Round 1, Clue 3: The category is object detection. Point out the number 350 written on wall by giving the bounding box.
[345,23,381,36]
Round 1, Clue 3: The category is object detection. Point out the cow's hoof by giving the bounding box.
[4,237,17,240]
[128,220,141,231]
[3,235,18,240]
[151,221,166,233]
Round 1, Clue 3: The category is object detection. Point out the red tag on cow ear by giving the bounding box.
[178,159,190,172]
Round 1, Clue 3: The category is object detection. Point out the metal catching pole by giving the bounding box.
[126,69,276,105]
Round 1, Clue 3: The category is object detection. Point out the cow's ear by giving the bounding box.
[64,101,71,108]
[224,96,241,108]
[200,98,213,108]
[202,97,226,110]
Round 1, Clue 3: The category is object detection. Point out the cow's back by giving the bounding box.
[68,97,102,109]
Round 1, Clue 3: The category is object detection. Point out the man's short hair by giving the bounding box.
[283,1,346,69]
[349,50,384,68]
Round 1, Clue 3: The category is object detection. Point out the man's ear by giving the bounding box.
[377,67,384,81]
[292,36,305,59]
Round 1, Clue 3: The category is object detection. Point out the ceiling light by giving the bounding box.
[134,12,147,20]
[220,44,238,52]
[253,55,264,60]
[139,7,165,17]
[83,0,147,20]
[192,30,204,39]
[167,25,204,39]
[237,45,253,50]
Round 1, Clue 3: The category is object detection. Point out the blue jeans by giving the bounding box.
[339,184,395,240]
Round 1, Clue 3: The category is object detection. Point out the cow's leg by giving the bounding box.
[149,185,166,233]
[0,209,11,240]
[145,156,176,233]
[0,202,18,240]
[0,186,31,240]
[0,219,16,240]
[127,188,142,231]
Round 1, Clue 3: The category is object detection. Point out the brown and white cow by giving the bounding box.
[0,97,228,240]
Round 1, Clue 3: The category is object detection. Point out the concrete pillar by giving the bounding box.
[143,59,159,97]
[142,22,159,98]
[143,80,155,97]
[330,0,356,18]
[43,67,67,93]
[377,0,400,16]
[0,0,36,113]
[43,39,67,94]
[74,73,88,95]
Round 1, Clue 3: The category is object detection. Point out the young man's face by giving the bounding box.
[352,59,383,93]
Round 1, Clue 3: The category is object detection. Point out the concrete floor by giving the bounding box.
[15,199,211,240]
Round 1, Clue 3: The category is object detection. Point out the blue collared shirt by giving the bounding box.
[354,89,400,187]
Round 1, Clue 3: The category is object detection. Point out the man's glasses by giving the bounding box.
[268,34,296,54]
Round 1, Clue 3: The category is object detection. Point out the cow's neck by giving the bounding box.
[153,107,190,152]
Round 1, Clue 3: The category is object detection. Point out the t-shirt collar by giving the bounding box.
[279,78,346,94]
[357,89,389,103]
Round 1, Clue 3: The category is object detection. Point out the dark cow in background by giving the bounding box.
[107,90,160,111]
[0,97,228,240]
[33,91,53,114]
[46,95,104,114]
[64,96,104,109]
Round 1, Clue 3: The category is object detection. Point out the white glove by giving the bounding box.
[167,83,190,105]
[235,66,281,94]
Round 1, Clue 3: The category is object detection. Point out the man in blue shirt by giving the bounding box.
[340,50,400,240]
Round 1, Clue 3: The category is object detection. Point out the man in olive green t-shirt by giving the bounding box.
=-=-=
TASK DIRECTIONS: Give the data again. Keep every line identical.

RESPONSE TO THE EXERCISE:
Round 1, Clue 3: The category is object detection. Point out the number 350 written on wall by giving the bounding box.
[345,23,381,36]
Round 1, Clue 3: The category is object detection. Point out the cow's hoof by giving the bounding box.
[4,237,17,240]
[128,220,141,231]
[3,235,18,240]
[151,221,166,233]
Round 1, Clue 3: The category is object detection. Point out the red tag on cow ear by giving the bounding box.
[178,159,190,172]
Round 1, Clue 3: The category is object detection. Point out the metal catching pole by giving the bounding box.
[126,69,276,105]
Round 1, Clue 3: The category is object detection. Point out the cow's ear by giving the bounding box.
[64,101,71,108]
[224,96,241,108]
[200,98,213,108]
[202,97,226,110]
Round 1, Clue 3: The category is object detection. Point out the cow's back by giving the bounding box.
[68,97,102,109]
Round 1, Clue 3: The category is object detection. Point out the man's short hair by giving the bounding box.
[283,1,346,69]
[349,50,384,68]
Round 1, Clue 3: The category is object detection. Point out the man's ear by giving the bounding box.
[377,67,384,81]
[292,36,305,59]
Round 1, Clue 3: The category is object detection. Point out the ceiling light by giving the bounding box.
[134,12,147,20]
[220,44,238,52]
[253,55,264,60]
[139,7,165,17]
[83,0,147,20]
[192,30,204,39]
[167,25,204,39]
[237,45,253,50]
Round 1, Clue 3: The category is object detection. Point out the blue jeans by giving the bounding box.
[339,184,395,240]
Round 1, Clue 3: The category is object detection. Point out the cow's leg by giving the bounding box.
[149,185,166,233]
[0,209,11,240]
[145,156,176,233]
[0,202,18,240]
[0,186,31,240]
[0,219,16,240]
[127,188,142,231]
Round 1, Clue 3: The category is object detection. Point out the brown and white cow by giving the bounding box.
[0,97,228,240]
Round 1, Clue 3: The category is object detection. Point out the concrete pillar by giving the bounding box.
[143,59,159,97]
[142,22,159,98]
[143,80,155,97]
[330,0,356,18]
[43,67,67,93]
[377,0,400,16]
[0,0,36,113]
[43,39,67,94]
[74,73,88,95]
Round 1, Clue 3: The category is object detection. Point out the young man's face by giving the bounding box.
[352,59,383,93]
Round 1, Clue 3: The category is object detection. Point out the concrete floor by giving the bounding box.
[15,199,211,240]
Round 1, Clue 3: The category is object detection. Point out the blue collared shirt by giving the bounding box.
[354,89,400,187]
Round 1, Clue 3: The category is object detection. Point out the man's glasses by giving the bounding box.
[268,34,296,54]
Round 1, Clue 3: The category is object detection. Point out the cow's neck by giving the bounding box.
[153,107,190,152]
Round 1, Clue 3: The category is object detection. Point out the t-shirt collar by giving the bounding box.
[279,78,346,94]
[357,89,389,103]
Round 1, Clue 3: The category is object detection. Point out the dark cow in background by giving the bounding box.
[107,90,160,111]
[0,97,228,240]
[33,91,53,114]
[46,95,104,114]
[64,96,104,109]
Round 1, Clue 3: The category is object detection. Point out the white glove by giving the bounding box.
[167,83,190,105]
[235,66,281,94]
Round 1, Clue 3: The category is object detection. Point out the man in blue shirt by giving the bounding box.
[340,50,400,240]
Round 1, Clue 3: The category is object detection. Point out the man in olive green t-shirt by giving the bounding box.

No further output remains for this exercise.